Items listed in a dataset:
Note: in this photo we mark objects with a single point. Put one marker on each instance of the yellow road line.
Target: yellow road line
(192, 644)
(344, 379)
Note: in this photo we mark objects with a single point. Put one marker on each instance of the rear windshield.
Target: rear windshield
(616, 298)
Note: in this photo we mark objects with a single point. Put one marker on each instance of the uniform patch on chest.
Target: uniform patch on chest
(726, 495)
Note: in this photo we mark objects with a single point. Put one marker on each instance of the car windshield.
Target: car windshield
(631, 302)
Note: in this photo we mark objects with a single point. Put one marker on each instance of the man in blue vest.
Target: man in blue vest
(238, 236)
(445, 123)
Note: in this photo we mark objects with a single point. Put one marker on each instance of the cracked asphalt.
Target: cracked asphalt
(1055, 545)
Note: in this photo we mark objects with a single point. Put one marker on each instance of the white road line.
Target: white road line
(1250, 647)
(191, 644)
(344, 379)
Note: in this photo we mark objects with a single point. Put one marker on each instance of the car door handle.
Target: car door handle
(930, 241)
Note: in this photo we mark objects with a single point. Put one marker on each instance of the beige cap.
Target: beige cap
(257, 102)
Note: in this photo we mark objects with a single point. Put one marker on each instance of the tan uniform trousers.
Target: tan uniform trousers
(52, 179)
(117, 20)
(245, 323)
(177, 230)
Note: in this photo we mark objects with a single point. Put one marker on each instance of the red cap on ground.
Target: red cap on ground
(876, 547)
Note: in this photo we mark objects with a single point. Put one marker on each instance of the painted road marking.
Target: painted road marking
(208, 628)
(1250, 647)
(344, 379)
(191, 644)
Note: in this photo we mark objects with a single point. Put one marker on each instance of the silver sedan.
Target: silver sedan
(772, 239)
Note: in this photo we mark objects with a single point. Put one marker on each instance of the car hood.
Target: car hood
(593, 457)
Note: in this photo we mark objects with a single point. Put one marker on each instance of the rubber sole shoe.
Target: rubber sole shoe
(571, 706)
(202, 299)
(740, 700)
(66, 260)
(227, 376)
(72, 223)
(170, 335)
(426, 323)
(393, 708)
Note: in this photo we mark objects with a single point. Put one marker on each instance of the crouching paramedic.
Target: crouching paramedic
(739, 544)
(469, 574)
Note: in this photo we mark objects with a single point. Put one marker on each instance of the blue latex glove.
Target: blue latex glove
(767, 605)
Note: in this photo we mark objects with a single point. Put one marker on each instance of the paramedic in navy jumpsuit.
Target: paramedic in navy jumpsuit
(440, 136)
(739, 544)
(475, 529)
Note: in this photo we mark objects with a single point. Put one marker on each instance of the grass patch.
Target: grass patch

EXERCISE PROMPT
Each record above needs to be written out exactly, with nothing left out.

OUTPUT BELOW
Note: in this photo we mark objects with a single point. Put one marker on each instance of the yellow road line.
Target: yellow road line
(192, 644)
(344, 379)
Note: in this photo we mark objects with a single point. Put one marker on each instance of the rear windshield.
Target: rear windshield
(616, 298)
Note: in this photo we mark objects with a single point. Put one marker on each instance of the uniform patch on chest.
Target: uniform patch on chest
(726, 495)
Note: in this photo we mark objects with a single point. Put one marker on each instance of the car windshield.
Target: car windshield
(631, 302)
Note: in this photo we mark objects with a single point. Put one marker on each instance of the man in blue vest.
Target: man in blue vest
(238, 236)
(445, 123)
Note: in this photo we mark objects with a single point. Put one marker on each instance of the cracked asphalt.
Target: cracked asphalt
(1055, 545)
Note: in this photo we mark objects with a single point. Put one marker on each instance of the white road line.
Target: white road line
(1250, 647)
(191, 644)
(344, 379)
Note: in this photo we mark objects with a single point. Put one marker on each instance of the car door handle.
Target: car door handle
(930, 241)
Note: in this photo we mark objects with a single point. Put one marker on each instance of the beige cap.
Target: beige cap
(257, 102)
Note: in this photo we mark objects with a single point. Put one marker on each instance of the tan uniform trousers.
Target: tan uniform trousers
(52, 179)
(117, 20)
(245, 323)
(177, 230)
Note: in this photo we mark objects with a single point. Put one marker on each instance of the red cap on ground.
Target: red cap on ground
(876, 547)
Note: in this photo we mark objects with a single point. Put one marker on each instance of the painted road marking.
Target: painted road marking
(208, 628)
(1250, 647)
(344, 379)
(191, 644)
Note: in this photo we mark objects with a single point. Put one marker on each instance of the silver sedan.
Target: silver sedan
(772, 239)
Note: in this photo we mark objects with a single point. Put one marker on each instance of the car hood.
Target: car hood
(593, 457)
Note: in this photo we mark objects with a single point. Put one marker on each instance of the rubber sole shoe.
Target: rubber sole shoe
(571, 706)
(202, 299)
(740, 700)
(66, 260)
(227, 376)
(72, 223)
(170, 335)
(426, 323)
(393, 708)
Note: in this photo we mark objects with a single point. Put one marker on each instance of the crouching paramedic.
Target: crouching paramedic
(739, 544)
(469, 574)
Note: in this photo we mark objects with a single point. Put one marker on each instance of the blue latex glove.
Target: blue latex glove
(767, 605)
Note: in this photo we mark objects with a single point. Put one marker on each instance of the paramedic in navy jumpsuit.
Target: paramedic in navy jumpsuit
(440, 136)
(739, 544)
(475, 529)
Note: in this photo we mark objects with a single point. Put one marker on each instance of the grass patch.
Target: grass patch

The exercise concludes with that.